• _TASK BRIEF_
In the lawn forum thread, what date did the company say it would blow out the sprinklers?

• _DOCUMENT EXCERPT_
^^^^^^^^
Just a little update. No idea why there isn't much germination on that big spot. I had grass there before........ It'll fill in, might have to do some plugging next year! 

It's possible that's because of compaction from driving the dingo Over that spot.........


----------



## steffen707

This picture is deceiving looks like it's 10" outside of the bucket, but in reality only sticks up 4"...... Don't think this will work in my chapin.


----------



## steffen707

I posted this in a new thread as well, but figured some of you smart dudes might see it here as well.

I've hired a company to blow out my sprinklers in the past, and i've had a lot of die off for my grass under trees and in the shady part of my lawn each year by spring.

They called to say they were going to blow my sprinklers out on 9/23. I feel like that's 4-6 weeks too early.

Obviously i want them blown out before ground freeze, but that should be 4-10 weeks from now.

I bought a 30gallon tank (that i'll fill up with my little pancake compressor) that i'll use to blow mine out myself this year, and I already tested it the other week, seems to work fine. 1 tank per zone is probably fine, but i'll do 3 per zone for good measure.
^^^^^^^^
[Saved data entries]

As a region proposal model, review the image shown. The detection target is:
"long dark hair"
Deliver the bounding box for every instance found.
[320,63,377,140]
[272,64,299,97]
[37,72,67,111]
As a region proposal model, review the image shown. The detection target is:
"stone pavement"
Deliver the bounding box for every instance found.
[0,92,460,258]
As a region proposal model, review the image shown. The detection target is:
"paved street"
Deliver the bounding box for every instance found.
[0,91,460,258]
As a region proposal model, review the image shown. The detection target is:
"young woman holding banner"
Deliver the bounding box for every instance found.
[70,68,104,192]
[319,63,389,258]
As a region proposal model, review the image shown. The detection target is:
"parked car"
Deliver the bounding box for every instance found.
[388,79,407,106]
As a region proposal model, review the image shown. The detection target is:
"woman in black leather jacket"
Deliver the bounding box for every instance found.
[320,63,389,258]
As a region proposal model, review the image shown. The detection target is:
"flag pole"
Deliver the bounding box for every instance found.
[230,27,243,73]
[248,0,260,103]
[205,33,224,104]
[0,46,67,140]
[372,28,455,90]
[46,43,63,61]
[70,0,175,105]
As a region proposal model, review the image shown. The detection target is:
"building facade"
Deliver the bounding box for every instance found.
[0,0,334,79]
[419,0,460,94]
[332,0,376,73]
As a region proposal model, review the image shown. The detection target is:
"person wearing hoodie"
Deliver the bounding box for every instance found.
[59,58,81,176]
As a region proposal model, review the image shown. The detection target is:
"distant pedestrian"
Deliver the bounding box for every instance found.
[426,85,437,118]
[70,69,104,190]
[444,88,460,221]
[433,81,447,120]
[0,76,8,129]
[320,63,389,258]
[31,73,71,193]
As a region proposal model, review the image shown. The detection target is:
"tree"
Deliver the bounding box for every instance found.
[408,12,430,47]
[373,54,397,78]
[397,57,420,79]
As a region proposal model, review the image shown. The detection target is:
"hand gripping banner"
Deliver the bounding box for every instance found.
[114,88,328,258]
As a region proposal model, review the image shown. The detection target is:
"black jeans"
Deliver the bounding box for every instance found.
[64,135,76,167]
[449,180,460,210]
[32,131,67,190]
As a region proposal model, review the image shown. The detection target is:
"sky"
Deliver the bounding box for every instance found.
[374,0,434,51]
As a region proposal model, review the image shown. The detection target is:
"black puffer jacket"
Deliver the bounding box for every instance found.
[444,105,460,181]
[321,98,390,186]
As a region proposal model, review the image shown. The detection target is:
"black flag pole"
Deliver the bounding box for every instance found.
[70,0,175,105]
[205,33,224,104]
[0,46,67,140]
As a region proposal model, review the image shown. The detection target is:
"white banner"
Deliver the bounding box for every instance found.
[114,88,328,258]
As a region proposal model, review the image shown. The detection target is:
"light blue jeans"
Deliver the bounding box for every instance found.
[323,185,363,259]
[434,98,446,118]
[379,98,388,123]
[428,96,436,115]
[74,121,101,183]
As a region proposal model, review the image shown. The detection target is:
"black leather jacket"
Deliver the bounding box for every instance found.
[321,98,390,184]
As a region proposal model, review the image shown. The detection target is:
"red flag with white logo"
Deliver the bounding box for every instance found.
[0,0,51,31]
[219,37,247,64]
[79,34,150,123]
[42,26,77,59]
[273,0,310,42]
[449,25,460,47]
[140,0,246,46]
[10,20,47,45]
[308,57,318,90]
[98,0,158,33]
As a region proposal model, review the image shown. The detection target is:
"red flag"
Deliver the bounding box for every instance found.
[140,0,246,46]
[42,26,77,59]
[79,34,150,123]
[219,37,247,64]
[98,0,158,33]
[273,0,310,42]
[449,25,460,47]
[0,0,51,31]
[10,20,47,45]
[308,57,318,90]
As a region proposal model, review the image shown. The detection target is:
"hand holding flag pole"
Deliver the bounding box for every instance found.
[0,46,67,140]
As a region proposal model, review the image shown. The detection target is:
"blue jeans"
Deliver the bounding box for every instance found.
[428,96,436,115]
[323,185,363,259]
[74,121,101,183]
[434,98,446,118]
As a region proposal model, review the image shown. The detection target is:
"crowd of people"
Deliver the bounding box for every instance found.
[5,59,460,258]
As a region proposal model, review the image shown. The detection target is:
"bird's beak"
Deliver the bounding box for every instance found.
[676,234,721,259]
^^^^^^^^
• _THE RESULT_
9/23